══ Records for this exercise
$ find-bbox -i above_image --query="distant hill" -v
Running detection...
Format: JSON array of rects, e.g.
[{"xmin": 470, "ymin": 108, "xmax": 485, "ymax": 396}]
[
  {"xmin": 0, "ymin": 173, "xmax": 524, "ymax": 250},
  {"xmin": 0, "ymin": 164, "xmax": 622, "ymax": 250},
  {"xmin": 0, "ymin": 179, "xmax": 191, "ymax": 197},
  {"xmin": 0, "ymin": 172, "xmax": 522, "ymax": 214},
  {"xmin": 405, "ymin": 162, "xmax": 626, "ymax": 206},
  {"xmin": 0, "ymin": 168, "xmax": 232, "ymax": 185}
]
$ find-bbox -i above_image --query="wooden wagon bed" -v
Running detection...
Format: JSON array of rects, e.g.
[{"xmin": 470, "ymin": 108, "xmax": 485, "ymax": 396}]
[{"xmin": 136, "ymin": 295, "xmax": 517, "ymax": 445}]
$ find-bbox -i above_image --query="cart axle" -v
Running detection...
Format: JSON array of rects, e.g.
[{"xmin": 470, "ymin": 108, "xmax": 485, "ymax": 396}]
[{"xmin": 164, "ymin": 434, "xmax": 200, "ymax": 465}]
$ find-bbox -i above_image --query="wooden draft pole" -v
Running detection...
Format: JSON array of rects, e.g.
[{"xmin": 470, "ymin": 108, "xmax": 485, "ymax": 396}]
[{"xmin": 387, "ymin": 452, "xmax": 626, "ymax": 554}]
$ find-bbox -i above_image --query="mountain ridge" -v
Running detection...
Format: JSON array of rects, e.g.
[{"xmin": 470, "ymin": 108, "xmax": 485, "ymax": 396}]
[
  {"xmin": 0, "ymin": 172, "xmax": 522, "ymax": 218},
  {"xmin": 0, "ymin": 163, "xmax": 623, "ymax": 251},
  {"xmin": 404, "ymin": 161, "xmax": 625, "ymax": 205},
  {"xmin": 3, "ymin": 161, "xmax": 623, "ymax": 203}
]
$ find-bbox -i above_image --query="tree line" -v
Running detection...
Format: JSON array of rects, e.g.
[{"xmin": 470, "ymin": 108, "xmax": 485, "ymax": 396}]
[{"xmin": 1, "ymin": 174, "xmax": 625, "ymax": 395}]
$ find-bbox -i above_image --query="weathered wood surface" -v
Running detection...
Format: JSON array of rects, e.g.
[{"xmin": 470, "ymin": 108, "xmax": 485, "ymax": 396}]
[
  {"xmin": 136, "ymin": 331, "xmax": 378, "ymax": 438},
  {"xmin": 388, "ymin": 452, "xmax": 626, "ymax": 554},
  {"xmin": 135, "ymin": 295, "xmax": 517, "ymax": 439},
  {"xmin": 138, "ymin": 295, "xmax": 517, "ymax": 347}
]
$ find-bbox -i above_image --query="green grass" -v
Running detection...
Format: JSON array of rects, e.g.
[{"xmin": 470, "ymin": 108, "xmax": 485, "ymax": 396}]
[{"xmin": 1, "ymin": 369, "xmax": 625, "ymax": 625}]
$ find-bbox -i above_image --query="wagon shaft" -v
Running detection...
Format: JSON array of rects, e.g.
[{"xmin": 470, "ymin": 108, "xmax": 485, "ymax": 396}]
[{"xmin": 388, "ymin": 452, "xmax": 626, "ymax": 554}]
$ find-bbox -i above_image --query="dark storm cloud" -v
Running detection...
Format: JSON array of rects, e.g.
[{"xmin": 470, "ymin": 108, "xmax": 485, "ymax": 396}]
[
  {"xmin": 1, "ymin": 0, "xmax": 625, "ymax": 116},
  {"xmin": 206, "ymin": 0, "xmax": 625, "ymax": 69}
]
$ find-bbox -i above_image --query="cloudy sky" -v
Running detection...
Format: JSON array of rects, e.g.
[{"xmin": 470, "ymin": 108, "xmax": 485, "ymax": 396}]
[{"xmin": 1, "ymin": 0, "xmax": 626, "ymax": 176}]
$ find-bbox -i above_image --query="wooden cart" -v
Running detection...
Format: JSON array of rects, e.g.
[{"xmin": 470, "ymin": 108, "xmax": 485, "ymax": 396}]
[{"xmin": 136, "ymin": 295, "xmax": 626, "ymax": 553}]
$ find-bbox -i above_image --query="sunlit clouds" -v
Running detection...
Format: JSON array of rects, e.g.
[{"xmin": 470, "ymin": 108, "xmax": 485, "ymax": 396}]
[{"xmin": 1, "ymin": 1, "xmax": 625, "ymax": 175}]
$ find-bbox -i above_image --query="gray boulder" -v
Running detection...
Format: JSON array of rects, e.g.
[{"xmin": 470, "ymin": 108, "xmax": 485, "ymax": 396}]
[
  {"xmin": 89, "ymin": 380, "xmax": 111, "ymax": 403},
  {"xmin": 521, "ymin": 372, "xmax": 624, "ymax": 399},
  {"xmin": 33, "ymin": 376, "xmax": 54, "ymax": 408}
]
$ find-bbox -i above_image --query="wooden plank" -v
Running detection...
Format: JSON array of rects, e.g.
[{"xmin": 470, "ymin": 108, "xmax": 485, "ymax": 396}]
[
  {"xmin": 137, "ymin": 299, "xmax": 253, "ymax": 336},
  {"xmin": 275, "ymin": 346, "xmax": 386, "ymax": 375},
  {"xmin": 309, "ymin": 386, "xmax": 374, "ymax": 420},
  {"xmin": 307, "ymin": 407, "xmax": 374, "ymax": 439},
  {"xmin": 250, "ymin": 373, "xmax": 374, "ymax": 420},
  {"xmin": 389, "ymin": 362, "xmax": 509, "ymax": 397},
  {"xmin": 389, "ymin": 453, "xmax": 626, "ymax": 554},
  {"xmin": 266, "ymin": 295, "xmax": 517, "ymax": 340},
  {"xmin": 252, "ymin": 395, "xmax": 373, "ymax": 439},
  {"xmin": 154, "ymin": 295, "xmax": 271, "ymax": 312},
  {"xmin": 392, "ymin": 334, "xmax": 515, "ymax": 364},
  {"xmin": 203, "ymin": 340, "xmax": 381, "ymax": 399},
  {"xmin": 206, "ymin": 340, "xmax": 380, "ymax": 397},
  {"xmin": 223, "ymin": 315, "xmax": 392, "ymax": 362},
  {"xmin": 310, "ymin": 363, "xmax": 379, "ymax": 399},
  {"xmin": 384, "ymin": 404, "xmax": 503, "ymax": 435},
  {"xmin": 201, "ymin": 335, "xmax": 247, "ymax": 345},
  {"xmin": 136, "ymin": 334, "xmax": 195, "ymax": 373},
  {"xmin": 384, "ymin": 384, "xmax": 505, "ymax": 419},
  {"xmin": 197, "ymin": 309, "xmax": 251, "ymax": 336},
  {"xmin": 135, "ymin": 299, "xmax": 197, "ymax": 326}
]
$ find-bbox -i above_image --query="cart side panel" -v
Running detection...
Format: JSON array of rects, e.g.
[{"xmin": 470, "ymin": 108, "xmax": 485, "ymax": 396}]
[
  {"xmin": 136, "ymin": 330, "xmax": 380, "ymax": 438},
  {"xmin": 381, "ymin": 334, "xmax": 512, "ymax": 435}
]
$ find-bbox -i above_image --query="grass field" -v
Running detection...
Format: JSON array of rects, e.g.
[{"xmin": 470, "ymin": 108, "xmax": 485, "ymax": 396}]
════
Across all the records above, find each line with "cart" in it and copy it.

$ find-bbox -i above_image --query="cart axle" -v
$ find-bbox -i above_image --query="wooden cart" -v
$ find-bbox -i above_image --query="cart side panel" -v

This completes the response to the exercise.